> **Task item**: The data below is to be retyped exactly, line by line.
════════════════
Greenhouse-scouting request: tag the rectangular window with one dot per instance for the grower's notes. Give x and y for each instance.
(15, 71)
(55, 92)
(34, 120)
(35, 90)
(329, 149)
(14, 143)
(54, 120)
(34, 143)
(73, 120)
════════════════
> **Response to this exercise**:
Greenhouse-scouting request: tag the rectangular window with one dot per instance for the grower's notes. Give x and y for each instance.
(15, 71)
(55, 92)
(34, 120)
(35, 90)
(329, 149)
(14, 143)
(54, 120)
(34, 143)
(73, 120)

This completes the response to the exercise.